- _What is being asked_
Copy out the rows below, starting at the line containing "In the image above, find the mountain slope" and ending at the line containing "383;88;1200;562", keeping the request lines unchanged and shifting every coordinate in the answers by adding 25.

- _The data_
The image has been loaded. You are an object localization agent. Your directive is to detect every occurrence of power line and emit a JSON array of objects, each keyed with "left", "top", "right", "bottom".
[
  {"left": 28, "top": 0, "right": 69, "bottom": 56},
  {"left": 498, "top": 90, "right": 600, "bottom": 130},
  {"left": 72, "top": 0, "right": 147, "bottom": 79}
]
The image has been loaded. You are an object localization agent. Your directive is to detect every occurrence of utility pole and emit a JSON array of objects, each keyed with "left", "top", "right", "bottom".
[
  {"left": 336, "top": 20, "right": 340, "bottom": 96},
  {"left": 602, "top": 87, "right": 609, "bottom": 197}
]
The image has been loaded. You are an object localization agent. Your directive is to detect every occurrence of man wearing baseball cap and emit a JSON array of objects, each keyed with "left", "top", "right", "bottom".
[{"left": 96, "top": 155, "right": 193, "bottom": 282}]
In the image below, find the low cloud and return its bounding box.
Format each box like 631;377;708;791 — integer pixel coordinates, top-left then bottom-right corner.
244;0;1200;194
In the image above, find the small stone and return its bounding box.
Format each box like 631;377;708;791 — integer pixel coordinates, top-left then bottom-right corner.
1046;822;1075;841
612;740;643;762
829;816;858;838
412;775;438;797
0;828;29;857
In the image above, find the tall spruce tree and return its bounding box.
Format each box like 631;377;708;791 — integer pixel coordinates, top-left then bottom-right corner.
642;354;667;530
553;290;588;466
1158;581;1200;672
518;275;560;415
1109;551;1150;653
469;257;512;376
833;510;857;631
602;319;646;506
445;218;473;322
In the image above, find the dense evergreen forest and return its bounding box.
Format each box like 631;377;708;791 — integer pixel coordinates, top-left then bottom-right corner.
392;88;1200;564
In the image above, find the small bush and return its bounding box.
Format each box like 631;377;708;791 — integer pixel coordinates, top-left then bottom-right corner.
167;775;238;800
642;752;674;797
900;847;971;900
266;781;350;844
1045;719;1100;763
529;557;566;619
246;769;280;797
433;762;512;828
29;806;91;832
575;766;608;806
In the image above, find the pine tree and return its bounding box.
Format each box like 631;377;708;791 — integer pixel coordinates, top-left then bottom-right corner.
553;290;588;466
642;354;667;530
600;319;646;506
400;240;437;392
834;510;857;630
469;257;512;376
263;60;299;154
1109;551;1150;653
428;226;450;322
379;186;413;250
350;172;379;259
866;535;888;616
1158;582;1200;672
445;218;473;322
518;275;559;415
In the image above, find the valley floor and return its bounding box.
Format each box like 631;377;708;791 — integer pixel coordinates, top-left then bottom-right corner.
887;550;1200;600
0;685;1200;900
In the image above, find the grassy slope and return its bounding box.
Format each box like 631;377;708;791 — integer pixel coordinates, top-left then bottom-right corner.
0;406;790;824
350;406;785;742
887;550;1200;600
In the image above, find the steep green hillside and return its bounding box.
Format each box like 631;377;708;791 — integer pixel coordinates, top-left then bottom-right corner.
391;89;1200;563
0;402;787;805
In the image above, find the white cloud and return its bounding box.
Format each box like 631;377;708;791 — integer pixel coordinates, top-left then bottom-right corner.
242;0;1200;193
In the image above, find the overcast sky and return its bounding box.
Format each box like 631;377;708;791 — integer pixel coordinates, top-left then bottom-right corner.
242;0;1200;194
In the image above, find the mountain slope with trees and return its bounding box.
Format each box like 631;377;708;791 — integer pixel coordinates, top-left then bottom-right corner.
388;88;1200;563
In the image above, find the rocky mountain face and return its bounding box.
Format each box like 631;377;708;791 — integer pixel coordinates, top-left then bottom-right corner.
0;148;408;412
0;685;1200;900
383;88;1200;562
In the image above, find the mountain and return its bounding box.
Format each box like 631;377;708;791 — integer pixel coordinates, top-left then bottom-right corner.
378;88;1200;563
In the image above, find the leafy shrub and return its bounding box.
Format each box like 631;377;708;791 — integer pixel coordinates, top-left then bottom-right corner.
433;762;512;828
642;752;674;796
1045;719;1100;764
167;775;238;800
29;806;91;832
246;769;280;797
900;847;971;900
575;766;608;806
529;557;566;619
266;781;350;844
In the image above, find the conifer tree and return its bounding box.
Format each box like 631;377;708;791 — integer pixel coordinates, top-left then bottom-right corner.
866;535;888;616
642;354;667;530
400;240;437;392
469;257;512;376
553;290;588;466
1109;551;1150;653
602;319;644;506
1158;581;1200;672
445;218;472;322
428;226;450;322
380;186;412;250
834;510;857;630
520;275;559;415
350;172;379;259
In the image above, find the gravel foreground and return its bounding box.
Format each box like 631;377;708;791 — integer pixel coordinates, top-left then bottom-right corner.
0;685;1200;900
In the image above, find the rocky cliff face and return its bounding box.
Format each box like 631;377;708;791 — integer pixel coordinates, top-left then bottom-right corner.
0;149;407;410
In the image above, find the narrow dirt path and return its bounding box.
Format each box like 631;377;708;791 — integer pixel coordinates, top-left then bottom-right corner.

- _Finished task_
In the image above, find the mountain slope with trees and return its bounding box.
Format each box like 631;377;708;791 — integer pixel coordinates, top-left then bottom-right corner.
413;113;1225;588
In the image above, find the rocky mountain face and return its bounding box.
Format each box like 631;377;708;791 — integer pixel coordinates, top-left then bottom-right corner.
25;173;433;437
25;710;1225;925
408;113;1225;587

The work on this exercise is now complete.